━━ Record extracts
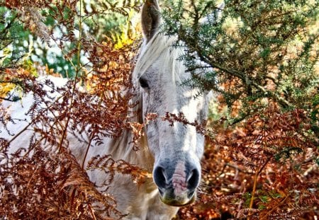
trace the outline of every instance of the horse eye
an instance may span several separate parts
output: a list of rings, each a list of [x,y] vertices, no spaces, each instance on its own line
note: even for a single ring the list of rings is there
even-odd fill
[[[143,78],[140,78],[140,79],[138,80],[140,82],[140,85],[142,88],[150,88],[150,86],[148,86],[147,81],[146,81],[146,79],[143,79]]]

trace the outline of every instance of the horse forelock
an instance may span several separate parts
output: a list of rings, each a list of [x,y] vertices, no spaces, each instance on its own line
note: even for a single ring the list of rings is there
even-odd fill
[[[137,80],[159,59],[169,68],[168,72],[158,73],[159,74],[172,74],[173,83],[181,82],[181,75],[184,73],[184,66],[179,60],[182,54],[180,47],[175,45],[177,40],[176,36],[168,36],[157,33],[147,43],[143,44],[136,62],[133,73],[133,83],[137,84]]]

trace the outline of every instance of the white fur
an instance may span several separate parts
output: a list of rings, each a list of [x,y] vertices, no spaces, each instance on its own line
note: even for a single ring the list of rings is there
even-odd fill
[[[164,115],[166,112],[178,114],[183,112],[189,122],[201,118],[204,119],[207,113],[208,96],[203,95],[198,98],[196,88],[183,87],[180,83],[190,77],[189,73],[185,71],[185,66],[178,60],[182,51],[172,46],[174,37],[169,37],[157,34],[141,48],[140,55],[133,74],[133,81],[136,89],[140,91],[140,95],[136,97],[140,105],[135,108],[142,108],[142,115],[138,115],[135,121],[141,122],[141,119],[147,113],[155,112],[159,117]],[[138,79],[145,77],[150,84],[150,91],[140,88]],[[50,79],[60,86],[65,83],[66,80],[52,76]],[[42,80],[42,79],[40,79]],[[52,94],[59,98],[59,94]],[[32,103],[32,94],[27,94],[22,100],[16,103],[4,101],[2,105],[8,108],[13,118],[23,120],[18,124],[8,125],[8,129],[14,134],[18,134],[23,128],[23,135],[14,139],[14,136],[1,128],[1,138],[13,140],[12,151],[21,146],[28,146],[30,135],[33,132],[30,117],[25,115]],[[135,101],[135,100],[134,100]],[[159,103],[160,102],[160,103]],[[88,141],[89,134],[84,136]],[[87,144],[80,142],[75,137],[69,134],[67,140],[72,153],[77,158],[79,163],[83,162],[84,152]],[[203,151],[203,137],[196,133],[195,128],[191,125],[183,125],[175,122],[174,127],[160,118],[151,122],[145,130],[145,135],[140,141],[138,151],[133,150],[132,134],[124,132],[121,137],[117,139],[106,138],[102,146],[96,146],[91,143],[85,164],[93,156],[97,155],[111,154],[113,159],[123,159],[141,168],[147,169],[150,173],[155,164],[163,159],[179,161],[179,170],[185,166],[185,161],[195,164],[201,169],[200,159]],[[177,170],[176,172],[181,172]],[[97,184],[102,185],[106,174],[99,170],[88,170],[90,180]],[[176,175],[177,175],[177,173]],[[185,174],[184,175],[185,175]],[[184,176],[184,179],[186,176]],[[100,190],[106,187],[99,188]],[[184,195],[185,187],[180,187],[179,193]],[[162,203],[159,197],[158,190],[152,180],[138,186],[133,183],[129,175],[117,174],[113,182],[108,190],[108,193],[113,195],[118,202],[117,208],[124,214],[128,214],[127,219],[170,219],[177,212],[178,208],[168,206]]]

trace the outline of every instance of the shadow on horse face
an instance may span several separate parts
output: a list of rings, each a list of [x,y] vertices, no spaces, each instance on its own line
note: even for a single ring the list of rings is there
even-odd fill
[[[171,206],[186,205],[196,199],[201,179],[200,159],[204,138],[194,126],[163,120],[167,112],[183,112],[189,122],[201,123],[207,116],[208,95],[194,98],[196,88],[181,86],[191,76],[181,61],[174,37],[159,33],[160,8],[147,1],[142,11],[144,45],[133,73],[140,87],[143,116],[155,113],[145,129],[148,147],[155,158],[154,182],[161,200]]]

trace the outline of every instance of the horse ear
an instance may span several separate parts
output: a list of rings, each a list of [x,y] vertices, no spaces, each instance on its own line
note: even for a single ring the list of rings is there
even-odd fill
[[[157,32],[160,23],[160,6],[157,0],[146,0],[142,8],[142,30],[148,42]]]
━━━━
━━ Record extracts
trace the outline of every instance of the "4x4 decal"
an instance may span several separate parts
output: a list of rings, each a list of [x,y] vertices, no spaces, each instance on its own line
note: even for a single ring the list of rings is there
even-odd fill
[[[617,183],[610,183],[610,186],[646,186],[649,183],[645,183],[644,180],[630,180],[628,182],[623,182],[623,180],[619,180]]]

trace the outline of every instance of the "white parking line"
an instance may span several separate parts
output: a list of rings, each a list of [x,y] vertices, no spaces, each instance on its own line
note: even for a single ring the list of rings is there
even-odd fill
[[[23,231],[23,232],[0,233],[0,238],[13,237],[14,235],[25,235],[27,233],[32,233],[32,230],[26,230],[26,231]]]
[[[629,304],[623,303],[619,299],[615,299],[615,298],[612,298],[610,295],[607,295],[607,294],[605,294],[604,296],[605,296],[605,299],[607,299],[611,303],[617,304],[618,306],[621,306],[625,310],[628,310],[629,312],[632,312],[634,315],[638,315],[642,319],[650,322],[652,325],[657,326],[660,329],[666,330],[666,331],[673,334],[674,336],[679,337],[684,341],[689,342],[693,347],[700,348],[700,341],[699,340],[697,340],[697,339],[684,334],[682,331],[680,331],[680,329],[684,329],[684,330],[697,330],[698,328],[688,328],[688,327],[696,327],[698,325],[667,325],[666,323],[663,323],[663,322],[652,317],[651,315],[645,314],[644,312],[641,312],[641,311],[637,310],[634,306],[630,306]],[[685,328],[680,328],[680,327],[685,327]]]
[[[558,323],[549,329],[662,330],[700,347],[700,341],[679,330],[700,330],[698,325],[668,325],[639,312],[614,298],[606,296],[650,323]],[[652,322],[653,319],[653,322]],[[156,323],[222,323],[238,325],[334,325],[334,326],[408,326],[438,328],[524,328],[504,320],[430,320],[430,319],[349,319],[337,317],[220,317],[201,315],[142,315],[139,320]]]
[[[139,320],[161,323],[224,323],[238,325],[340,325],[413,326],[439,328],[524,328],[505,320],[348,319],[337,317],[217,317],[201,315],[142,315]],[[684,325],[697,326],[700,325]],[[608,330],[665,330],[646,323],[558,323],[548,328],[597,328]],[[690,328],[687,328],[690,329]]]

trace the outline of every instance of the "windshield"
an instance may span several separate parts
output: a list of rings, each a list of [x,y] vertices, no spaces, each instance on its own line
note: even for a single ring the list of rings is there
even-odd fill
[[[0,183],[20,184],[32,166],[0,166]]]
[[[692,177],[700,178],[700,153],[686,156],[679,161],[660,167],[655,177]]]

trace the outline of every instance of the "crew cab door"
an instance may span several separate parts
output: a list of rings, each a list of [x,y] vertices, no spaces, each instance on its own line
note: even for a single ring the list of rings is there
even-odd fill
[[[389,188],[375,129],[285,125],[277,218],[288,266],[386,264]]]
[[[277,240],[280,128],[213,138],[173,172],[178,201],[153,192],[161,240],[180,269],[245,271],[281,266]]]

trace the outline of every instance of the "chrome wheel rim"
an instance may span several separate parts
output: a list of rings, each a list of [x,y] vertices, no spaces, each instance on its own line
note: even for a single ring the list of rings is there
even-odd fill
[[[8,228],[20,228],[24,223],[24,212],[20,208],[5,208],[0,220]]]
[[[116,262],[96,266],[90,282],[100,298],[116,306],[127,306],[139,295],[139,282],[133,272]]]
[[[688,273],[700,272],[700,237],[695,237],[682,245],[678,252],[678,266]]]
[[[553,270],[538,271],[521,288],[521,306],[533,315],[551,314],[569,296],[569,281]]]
━━━━
- [Problem details]:
Extract from the data above all lines that contain the word "every", and list them in their original order.

- [Result for this task]:
trace the outline of every instance of the horse eye
trace the outline of every instance of the horse forelock
trace the outline of every instance of the white fur
trace the outline of every instance of the shadow on horse face
trace the outline of every instance of the horse ear
trace the outline of every instance of the "4x4 decal"
trace the outline of every instance of the "white parking line"
trace the outline of every instance of the "windshield"
trace the outline of every instance of the "crew cab door"
trace the outline of every instance of the "chrome wheel rim"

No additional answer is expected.